▶ _TEXT PASSAGE_:

———

HFS Plus was not designed for Unix-like systems, so features such as file system permissions and hard links had to be retrofitted when Apple moved to Mac OS X.

One source clearly claims that HFS Plus does not support TRIM on SSDs, limiting performance and increasing wear, but another says that for external storage it only depends on whether the SSD has an NVMe interface and/or whether the feature has been explicitly enabled.

== Other operating systems ==

=== Linux ===
The Linux kernel includes the hfsplus module for mounting HFS+ filesystems read-write. HFS+ fsck and mkfs have been ported to Linux and are part of the hfsprogs package.

In 2009, these drivers were diagnosed to be corrupting HFS+ drives with a capacity greater than 2 TB. Consequently, Linux distributions such as Debian and Ubuntu stopped allowing mounting of HFS+ drives or partitions greater than 2 TB. As of February 2011, work is in progress to lift this restriction.

———

▶ _REQUIRED ACTION 1_:
Answer these questions on the passage on HFS Plus.
(a) Which two features had to be retrofitted when Apple moved to Mac OS X?
(b) Which Linux kernel module mounts HFS+ filesystems read-write?
(c) In what year were the Linux drivers diagnosed as corrupting HFS+ drives larger than 2 TB?
▶ _REQUIRED ACTION 2_: Retype the passage on HFS Plus from "HFS Plus was" to "the hfsprogs package.".
The material here comes from a separate source, not from the passage on HFS Plus.

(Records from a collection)
———

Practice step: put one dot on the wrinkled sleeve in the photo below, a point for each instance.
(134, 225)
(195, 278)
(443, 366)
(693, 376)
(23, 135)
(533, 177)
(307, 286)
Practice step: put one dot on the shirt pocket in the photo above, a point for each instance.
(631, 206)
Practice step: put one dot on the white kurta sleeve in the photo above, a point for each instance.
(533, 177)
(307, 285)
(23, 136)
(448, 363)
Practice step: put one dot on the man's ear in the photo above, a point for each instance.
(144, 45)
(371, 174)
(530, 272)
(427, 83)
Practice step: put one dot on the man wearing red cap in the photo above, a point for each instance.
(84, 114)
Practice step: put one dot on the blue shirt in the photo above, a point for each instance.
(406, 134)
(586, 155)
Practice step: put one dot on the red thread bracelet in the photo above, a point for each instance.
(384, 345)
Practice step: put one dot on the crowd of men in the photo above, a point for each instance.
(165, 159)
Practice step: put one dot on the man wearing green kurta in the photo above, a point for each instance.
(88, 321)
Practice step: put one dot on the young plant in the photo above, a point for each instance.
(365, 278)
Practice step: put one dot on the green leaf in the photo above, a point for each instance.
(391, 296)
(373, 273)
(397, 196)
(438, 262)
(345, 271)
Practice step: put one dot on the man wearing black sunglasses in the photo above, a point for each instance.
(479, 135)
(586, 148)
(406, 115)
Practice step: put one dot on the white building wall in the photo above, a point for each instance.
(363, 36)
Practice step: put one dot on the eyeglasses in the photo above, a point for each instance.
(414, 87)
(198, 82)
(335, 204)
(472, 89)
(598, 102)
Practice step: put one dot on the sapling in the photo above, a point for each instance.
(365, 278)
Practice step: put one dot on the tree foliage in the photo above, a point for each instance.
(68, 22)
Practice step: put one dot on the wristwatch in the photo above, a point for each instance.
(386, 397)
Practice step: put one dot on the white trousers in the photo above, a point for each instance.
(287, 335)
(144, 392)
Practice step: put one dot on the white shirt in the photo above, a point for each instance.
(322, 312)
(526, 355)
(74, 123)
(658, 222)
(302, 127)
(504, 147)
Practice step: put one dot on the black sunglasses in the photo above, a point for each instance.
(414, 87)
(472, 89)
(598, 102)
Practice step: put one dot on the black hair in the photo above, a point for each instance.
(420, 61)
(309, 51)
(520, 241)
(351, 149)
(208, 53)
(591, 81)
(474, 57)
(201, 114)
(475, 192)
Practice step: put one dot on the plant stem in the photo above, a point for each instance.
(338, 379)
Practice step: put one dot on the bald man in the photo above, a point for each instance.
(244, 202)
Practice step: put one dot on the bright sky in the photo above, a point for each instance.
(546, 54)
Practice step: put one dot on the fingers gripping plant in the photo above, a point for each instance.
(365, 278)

———

▶ _TASK RESPONSE 1_:
(a) File system permissions and hard links
(b) The hfsplus module
(c) 2009

▶ _TASK RESPONSE 2_:
HFS Plus was not designed for Unix-like systems, so features such as file system permissions and hard links had to be retrofitted when Apple moved to Mac OS X.

One source clearly claims that HFS Plus does not support TRIM on SSDs, limiting performance and increasing wear, but another says that for external storage it only depends on whether the SSD has an NVMe interface and/or whether the feature has been explicitly enabled.

== Other operating systems ==

=== Linux ===
The Linux kernel includes the hfsplus module for mounting HFS+ filesystems read-write. HFS+ fsck and mkfs have been ported to Linux and are part of the hfsprogs package.